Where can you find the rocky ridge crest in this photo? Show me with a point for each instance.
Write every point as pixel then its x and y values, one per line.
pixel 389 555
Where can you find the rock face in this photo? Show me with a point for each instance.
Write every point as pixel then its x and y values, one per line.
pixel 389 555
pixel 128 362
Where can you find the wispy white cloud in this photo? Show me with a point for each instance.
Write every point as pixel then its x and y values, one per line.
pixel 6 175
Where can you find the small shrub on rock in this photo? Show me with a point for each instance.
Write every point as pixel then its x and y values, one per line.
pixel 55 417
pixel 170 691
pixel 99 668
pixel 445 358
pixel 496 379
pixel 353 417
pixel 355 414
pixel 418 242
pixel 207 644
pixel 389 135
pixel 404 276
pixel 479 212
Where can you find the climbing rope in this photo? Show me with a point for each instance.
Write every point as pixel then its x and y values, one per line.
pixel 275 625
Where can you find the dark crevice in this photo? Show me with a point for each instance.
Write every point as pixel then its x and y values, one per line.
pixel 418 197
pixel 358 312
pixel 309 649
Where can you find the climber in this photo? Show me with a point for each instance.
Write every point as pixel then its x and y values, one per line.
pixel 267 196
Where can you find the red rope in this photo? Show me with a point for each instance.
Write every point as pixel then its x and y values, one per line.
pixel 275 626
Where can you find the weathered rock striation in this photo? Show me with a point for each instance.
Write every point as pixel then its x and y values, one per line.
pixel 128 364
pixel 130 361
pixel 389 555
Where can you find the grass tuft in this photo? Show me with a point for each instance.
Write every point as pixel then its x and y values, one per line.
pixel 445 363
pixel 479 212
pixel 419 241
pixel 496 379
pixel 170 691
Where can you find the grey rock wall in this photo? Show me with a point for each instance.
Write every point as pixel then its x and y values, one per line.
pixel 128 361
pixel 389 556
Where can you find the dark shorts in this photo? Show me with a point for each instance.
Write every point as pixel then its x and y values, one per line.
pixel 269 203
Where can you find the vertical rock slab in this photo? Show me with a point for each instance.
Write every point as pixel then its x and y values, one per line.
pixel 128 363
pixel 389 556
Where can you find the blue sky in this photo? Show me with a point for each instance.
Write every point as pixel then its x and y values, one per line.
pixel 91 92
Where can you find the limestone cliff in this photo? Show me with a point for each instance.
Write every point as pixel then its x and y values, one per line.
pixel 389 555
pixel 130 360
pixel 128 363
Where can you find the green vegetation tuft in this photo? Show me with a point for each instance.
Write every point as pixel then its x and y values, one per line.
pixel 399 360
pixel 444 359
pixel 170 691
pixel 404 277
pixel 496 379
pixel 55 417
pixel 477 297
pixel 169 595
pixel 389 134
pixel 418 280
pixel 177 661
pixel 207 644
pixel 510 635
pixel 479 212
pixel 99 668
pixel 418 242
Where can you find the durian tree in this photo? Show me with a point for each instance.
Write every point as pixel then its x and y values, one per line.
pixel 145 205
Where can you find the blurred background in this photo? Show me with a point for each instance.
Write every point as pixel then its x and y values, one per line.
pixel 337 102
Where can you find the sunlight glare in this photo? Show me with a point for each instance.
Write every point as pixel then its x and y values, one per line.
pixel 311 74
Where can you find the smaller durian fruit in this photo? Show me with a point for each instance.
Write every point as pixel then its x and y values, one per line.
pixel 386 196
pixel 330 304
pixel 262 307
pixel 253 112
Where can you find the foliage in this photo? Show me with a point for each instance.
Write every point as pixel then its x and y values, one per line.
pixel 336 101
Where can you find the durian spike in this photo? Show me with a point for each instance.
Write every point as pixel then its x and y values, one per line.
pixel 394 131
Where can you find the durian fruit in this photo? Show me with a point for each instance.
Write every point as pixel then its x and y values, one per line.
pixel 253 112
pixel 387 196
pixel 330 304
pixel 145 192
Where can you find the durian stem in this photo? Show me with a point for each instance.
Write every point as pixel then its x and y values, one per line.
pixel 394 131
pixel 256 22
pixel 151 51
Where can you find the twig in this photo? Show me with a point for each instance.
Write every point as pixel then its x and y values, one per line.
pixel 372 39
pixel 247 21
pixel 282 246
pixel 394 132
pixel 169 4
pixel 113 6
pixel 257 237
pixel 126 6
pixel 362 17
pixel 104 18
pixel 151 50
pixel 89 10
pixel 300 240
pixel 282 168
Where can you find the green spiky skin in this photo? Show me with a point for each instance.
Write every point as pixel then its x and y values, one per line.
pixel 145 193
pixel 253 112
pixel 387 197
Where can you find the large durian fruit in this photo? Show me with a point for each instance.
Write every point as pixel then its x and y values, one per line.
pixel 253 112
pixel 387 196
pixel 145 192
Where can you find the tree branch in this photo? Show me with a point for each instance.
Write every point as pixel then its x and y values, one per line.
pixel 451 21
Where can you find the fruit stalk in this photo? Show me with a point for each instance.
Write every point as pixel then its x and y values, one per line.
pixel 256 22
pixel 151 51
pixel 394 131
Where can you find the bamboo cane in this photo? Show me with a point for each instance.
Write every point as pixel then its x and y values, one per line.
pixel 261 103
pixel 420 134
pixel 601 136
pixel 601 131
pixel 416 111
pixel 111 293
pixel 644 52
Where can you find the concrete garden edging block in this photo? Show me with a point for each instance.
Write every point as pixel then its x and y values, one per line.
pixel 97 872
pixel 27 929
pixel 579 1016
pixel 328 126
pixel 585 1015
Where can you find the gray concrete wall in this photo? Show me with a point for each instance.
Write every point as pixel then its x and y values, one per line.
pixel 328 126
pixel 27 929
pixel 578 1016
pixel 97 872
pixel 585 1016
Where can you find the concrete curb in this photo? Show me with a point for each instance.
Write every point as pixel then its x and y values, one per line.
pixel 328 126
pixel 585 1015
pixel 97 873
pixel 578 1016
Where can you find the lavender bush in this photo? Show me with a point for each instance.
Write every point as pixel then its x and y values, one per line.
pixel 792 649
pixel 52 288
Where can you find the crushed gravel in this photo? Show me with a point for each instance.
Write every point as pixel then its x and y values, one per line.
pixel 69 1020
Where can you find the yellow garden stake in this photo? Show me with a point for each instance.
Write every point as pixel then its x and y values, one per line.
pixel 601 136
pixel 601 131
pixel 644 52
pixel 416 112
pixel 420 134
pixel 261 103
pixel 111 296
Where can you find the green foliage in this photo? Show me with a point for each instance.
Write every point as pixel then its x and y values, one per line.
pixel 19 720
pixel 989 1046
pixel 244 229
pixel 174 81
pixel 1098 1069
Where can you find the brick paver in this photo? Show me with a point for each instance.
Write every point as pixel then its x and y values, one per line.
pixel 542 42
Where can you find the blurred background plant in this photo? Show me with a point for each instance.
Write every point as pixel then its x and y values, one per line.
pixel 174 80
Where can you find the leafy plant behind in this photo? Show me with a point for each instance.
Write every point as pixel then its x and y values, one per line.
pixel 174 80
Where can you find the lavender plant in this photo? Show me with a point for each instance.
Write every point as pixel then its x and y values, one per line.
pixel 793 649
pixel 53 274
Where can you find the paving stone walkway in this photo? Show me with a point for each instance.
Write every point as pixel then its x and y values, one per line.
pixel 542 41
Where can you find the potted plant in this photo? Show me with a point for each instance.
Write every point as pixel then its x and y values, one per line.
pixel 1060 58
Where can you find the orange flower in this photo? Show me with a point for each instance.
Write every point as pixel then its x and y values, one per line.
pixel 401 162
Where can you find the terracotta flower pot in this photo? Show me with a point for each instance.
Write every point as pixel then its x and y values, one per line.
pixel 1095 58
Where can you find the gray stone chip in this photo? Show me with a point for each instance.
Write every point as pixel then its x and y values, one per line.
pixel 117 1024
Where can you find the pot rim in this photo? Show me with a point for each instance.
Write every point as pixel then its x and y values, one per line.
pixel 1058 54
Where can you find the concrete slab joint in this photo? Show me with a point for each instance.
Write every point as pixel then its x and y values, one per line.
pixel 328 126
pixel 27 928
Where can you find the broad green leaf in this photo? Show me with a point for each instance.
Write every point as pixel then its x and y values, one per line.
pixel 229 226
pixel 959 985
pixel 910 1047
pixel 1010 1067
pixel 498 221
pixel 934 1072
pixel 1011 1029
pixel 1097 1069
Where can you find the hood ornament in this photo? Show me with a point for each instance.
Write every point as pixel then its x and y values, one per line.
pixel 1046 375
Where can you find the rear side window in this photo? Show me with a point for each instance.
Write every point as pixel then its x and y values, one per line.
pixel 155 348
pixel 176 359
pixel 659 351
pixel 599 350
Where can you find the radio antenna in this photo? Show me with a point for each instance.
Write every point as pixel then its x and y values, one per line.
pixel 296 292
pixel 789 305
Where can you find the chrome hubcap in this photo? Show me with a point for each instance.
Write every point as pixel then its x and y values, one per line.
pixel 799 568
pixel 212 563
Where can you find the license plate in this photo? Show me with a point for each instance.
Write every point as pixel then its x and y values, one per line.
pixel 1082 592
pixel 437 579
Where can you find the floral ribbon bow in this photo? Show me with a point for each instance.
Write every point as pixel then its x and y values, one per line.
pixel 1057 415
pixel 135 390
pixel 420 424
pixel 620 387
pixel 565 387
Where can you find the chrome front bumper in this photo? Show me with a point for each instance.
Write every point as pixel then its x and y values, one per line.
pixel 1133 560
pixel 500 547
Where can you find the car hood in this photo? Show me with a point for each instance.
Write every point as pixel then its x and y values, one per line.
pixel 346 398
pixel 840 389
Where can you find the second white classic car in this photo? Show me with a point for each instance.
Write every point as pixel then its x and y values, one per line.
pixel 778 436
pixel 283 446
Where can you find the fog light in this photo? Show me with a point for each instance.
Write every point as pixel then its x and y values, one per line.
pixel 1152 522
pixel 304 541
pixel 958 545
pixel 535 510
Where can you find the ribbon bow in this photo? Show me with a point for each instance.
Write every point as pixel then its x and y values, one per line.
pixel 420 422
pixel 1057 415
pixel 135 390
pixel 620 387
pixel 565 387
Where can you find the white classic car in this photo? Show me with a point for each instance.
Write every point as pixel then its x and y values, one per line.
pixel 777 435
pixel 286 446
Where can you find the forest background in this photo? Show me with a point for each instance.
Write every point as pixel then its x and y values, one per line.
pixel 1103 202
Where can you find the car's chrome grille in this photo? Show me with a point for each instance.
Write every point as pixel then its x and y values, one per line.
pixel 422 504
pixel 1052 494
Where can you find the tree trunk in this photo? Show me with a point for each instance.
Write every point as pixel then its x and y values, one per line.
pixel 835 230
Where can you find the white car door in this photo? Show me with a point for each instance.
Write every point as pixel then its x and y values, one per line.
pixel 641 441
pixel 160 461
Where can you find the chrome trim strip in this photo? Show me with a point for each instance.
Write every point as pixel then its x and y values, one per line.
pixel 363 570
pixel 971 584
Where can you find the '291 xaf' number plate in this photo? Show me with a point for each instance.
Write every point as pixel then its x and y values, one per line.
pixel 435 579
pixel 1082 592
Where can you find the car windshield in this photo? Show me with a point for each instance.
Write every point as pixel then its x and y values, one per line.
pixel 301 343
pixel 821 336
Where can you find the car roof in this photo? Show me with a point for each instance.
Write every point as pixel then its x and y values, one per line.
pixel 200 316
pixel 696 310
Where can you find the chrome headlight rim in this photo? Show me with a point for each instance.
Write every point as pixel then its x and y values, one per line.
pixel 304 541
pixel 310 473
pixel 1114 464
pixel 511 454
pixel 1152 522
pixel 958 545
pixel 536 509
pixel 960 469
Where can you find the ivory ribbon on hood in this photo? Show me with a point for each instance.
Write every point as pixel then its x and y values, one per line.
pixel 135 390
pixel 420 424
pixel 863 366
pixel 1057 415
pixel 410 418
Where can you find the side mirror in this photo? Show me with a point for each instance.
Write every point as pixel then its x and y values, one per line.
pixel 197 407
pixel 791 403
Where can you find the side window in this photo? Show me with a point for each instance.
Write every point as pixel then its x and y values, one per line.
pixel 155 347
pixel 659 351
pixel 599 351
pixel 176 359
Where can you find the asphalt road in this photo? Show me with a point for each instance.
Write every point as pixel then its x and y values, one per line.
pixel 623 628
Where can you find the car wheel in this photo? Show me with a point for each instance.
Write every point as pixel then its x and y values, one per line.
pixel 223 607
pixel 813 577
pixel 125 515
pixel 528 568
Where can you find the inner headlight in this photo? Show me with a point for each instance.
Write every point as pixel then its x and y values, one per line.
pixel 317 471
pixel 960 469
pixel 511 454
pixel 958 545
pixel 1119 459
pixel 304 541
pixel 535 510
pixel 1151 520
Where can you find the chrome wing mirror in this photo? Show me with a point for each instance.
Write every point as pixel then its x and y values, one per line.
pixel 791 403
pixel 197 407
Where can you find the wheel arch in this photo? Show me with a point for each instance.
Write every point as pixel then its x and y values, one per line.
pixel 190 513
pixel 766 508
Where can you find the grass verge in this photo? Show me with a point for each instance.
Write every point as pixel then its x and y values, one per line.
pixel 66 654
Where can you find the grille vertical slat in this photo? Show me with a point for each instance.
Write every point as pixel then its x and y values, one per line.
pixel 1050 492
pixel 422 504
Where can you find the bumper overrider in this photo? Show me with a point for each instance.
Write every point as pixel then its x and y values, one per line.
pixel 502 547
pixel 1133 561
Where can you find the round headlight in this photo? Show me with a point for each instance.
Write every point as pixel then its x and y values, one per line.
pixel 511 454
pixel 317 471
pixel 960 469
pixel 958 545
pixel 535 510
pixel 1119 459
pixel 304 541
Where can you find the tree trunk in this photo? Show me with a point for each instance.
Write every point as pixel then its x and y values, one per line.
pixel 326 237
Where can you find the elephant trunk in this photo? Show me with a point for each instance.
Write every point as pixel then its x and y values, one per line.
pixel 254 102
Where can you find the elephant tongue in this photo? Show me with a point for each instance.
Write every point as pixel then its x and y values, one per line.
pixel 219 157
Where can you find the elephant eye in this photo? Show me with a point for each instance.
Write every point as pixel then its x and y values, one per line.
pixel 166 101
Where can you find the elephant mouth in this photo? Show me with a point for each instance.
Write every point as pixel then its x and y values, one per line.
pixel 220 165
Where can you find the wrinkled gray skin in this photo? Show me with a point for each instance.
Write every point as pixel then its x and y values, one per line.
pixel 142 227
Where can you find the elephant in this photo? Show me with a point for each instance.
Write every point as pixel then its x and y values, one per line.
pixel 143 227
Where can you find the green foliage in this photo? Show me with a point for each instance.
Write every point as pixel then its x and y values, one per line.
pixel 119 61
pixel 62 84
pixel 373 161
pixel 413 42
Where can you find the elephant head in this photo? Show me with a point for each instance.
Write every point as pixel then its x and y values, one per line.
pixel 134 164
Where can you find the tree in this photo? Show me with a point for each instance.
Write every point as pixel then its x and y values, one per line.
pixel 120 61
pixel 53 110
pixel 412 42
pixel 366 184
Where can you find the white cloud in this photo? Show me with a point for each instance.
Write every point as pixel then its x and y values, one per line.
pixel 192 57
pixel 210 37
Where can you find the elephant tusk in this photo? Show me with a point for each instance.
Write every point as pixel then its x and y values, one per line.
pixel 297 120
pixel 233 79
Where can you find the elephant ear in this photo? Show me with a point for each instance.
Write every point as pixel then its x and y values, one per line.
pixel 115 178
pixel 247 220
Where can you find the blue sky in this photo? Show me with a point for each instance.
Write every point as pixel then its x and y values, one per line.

• [Work to be completed]:
From the records above, print exactly the lines that run from the line with "Where can you find the concrete garden" to the line with "Where can you find the yellow", inclusive.

• [Response to this task]:
Where can you find the concrete garden edging block in this photo? Show me with a point for each instance.
Write every point as pixel then its x and y values, one per line.
pixel 97 872
pixel 27 929
pixel 579 1016
pixel 328 126
pixel 585 1015
Where can you find the gray concrete wall in this photo? Show me with a point for each instance.
Write every point as pixel then its x and y values, one per line.
pixel 328 126
pixel 27 929
pixel 578 1016
pixel 97 872
pixel 585 1016
Where can you find the concrete curb in this photo? Show me with a point for each instance.
Write every point as pixel then its x and y values, one per line.
pixel 328 126
pixel 585 1015
pixel 97 873
pixel 578 1016
Where can you find the lavender bush in this photo? Show me with a point for each instance.
Write every point as pixel then its x and y values, one per line.
pixel 792 649
pixel 52 288
Where can you find the crushed gravel in this photo? Show me with a point for each instance.
Write every point as pixel then its x and y values, one per line.
pixel 69 1020
Where can you find the yellow garden stake in this photo? Show me with a point for each instance.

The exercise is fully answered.